Uma mistura de ossos de adolescentes, idosos e pessoas de diferentes géneros, separadas por vários séculos. Parece uma obra de arte macabra, mas os romanos “sabiam o que estavam a fazer”.
Um esqueleto completo foi encontrado numa sepultura galo-romana no oeste da Bélgica. Foi colocado como tal no Museé du Malgré-Tout em Viroinval. Mas os restos ósseos não são, afinal, um indivíduo romano, mas sim “uma mistura bizarra de pessoas de milhares de anos”.
Assim a descreve a New Science, que falou com a investigadora da Universidade Livre de Bruxelas Barbara Veselka, sobre o estudo publicado em outubro na Cambridge University Press.
“Os romanos cremavam os seus mortos e punham-nos no chão e pronto? Bem, evidentemente que não. Podem ter feito muito mais do que pensávamos“, comentou Veselka.
Os restos mortais, que repousam sobre o lado direito e com as pernas dobradas para cima, incluem ossos longos de 8 homens e mulheres da Idade da Pedra sem qualquer relação aparente entre si — de idades diferentes e separados por vários séculos — e o crânio de uma mulher romana que morreu 2500 anos mais tarde.
A descoberta foi feita com datação por radiocarbono e análise do ADN. O esqueleto foi encontrado em 1970, mas só anos mais tarde foi investigado.
A investigadora apercebeu-se, ao olhar para os ossos, de que apesar de estarem perfeitamente alinhadas, as vértebras pareciam uma mistura de ossos de adolescentes e de idosos, e o fémur parecia demasiado grande para a pélvis.
As análises de ADN ao crânio revelaram que este pertencia a uma mulher galo-romana: os seus genes coincidiam com os de dois irmãos enterrados num cemitério romano a 150 quilómetros a leste, há cerca de 1800 anos.
A investigadora explicou à New Scientist que os romanos “sabiam o que estavam a fazer”, já que a junção dos ossos reflete os conhecimentos dos que a construiram sobre a anatomia humana. Os ossos estavam cuidadosamente organizados por forma a assemelharem-se ao esqueleto de uma só pessoa.

Dados brutos

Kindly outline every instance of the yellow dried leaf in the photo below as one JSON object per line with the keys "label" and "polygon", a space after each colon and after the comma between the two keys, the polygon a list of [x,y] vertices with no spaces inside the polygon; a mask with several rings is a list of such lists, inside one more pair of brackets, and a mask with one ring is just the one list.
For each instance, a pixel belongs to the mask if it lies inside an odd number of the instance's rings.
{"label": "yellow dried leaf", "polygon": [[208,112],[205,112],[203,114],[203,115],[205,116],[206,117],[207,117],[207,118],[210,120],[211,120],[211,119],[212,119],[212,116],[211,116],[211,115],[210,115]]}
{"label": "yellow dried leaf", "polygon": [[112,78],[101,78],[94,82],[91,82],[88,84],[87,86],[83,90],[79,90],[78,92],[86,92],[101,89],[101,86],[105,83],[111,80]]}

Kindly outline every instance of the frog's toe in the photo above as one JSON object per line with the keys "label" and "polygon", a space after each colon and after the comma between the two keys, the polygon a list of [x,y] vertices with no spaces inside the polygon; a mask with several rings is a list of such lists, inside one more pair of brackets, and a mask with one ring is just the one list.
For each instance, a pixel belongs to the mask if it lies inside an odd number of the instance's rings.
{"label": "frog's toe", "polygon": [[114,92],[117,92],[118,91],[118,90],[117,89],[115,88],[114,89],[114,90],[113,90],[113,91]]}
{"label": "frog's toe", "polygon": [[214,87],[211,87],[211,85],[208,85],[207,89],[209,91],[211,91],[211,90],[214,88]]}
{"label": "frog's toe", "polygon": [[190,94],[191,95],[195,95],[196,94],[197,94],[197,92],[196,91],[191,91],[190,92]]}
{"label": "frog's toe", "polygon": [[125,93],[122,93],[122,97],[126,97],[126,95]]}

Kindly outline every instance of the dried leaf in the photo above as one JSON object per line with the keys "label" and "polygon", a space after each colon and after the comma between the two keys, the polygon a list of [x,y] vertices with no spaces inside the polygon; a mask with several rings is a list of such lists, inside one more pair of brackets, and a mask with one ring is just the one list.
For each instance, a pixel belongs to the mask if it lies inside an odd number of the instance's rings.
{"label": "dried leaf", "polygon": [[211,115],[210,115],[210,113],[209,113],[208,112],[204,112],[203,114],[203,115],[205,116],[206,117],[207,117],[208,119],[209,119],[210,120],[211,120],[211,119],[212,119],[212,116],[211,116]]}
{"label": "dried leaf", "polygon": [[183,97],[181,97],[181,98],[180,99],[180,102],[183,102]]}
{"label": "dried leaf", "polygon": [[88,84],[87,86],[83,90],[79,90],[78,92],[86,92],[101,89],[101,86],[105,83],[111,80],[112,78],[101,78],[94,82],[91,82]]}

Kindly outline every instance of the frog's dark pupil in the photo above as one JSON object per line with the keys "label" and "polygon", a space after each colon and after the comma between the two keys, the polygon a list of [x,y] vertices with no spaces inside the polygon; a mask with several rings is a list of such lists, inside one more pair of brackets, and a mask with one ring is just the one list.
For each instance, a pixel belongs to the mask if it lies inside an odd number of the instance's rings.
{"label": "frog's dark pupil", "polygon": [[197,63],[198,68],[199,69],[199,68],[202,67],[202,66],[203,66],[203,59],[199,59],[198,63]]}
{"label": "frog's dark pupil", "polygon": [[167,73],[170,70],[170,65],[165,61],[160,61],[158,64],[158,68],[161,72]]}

Conjunto de tarefas
1. Em que ano foi encontrado o esqueleto descrito no excerto?
2. Enumere todos os ossos específicos do corpo humano que o excerto nomeia.
3. Transcreva do excerto, sem alterar nada, o trecho que começa em "Um esqueleto completo" e segue até "Cambridge University Press.".

Respostas às tarefas
1. Em 1970.

2. Crânio, vértebras, fémur, pélvis.

3.
Um esqueleto completo foi encontrado numa sepultura galo-romana no oeste da Bélgica. Foi colocado como tal no Museé du Malgré-Tout em Viroinval. Mas os restos ósseos não são, afinal, um indivíduo romano, mas sim “uma mistura bizarra de pessoas de milhares de anos”.
Assim a descreve a New Science, que falou com a investigadora da Universidade Livre de Bruxelas Barbara Veselka, sobre o estudo publicado em outubro na Cambridge University Press.